Given instruction: In the listing, locate the line containing "The function indicates a point for each instance of the ear", then quote it and all following lines exactly. Omit pictures.
-- begin Given data --
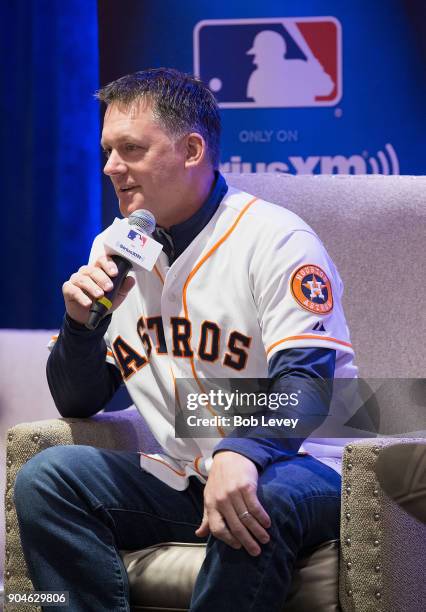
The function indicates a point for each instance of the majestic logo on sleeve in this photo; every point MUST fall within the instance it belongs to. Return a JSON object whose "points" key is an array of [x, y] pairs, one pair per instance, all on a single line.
{"points": [[311, 289]]}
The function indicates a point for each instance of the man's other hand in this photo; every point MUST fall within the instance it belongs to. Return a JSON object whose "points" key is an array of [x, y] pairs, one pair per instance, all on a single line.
{"points": [[232, 511], [91, 283]]}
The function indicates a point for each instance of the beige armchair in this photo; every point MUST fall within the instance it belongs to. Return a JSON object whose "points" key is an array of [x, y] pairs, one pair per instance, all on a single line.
{"points": [[372, 227]]}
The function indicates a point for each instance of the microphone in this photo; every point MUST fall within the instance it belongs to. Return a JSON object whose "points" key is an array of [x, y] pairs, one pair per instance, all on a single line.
{"points": [[145, 222]]}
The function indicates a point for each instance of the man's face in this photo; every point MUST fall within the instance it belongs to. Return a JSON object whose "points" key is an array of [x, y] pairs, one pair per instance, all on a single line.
{"points": [[145, 165]]}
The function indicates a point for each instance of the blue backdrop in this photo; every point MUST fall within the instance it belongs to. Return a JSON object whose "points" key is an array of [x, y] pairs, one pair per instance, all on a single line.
{"points": [[49, 152], [348, 98]]}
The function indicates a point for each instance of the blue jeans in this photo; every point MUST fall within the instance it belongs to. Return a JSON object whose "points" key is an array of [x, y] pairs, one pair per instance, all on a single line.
{"points": [[78, 506]]}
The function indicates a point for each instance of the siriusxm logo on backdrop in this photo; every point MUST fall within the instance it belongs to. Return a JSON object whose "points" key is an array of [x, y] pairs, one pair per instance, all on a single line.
{"points": [[270, 63], [321, 164]]}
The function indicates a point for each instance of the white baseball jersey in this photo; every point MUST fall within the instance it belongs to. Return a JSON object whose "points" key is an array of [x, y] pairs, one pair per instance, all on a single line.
{"points": [[256, 280]]}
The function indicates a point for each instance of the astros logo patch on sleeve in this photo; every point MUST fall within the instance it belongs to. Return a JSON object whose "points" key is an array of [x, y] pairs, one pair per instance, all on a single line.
{"points": [[311, 289]]}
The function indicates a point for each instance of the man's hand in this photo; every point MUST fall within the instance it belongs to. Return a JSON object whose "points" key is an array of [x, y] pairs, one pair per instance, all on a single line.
{"points": [[90, 283], [231, 493]]}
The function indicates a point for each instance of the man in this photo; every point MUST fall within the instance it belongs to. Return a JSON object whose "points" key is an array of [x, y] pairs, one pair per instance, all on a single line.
{"points": [[240, 291]]}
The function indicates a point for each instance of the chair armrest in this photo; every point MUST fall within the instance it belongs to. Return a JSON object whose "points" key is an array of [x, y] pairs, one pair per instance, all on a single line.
{"points": [[121, 430], [382, 566]]}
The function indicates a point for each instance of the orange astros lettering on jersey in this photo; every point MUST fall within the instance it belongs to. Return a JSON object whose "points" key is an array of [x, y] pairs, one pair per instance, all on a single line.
{"points": [[181, 333], [143, 335], [235, 338], [311, 289], [208, 349]]}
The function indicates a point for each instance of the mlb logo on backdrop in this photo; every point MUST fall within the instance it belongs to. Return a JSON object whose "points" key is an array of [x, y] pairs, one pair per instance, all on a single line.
{"points": [[270, 63]]}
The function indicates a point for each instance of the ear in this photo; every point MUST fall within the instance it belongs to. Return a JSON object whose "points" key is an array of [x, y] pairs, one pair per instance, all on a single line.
{"points": [[196, 149]]}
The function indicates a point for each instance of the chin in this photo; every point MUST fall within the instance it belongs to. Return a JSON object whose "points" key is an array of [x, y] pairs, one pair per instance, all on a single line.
{"points": [[127, 208]]}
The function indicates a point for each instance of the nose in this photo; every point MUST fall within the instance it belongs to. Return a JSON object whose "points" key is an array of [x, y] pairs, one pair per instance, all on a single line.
{"points": [[114, 165]]}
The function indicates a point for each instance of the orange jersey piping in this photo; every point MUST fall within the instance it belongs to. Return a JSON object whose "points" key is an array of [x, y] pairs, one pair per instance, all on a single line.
{"points": [[191, 276], [308, 337]]}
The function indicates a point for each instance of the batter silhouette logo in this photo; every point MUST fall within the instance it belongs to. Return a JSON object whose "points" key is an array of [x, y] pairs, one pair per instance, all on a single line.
{"points": [[270, 63]]}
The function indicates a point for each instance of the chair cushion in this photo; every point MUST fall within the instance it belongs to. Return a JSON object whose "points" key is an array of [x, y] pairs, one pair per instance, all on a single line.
{"points": [[162, 578]]}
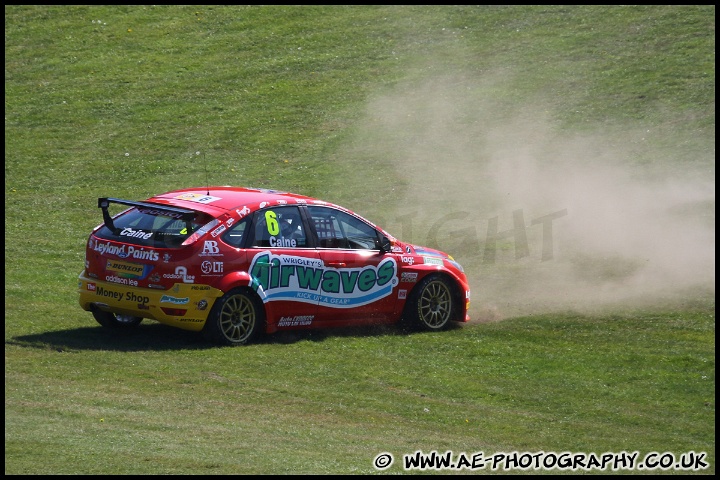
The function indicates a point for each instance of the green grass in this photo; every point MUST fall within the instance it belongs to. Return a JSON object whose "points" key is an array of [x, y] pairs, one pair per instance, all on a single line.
-- end Given data --
Output for this exercise:
The function indicates a point for each instance of the ear in this photo; every point MUST fall within the instance it belongs to. Return a JSON object whose "points" key is an array of [x, y] pairs, one pair per instance, all on a single line.
{"points": [[196, 149]]}
The function indicates a point for each instance of the chin in this photo; every point MUST fall within the instance it belongs to. Return a JSON object whose "points" key is an array of [x, y] pairs, one pair per instance, all on a single line.
{"points": [[127, 208]]}
The function indicates a point for each instance of the nose in this photo; every point MUST fall within the instance it belongs to. Return a JSON object whose "points" key is an array of [x, y] pairs, one pair per instance, all on a single line.
{"points": [[114, 165]]}
The function indicates a point for each instance of the orange jersey piping in this photo; every point MUST fall within the instance it belongs to. Return a JSON object whose "points" key is an array of [x, y] pairs, one pair per instance, all on a single line.
{"points": [[191, 276], [308, 337]]}
The function indicates a point for each instance of the batter silhouette logo in this photo; every point MUST fall within the instance it belongs to. Return a JSON object whose "points" key is an array of [x, y] pairs, one pair per instance, all on a single line.
{"points": [[270, 63]]}
The function indicates a point for each instance of the chair cushion in this photo; every point MUST fall within the instance it belongs to. Return a JSON object whose "points" key is an array of [x, y] pairs, one pair per instance, all on a single line.
{"points": [[162, 578]]}
The function indicates a point for each instance of the green grass in this photo; every point MUST fall within the instance it belongs to. Return a JSON object whose "points" key is an array of [x, y] pairs, one pair per instance, all on a single line.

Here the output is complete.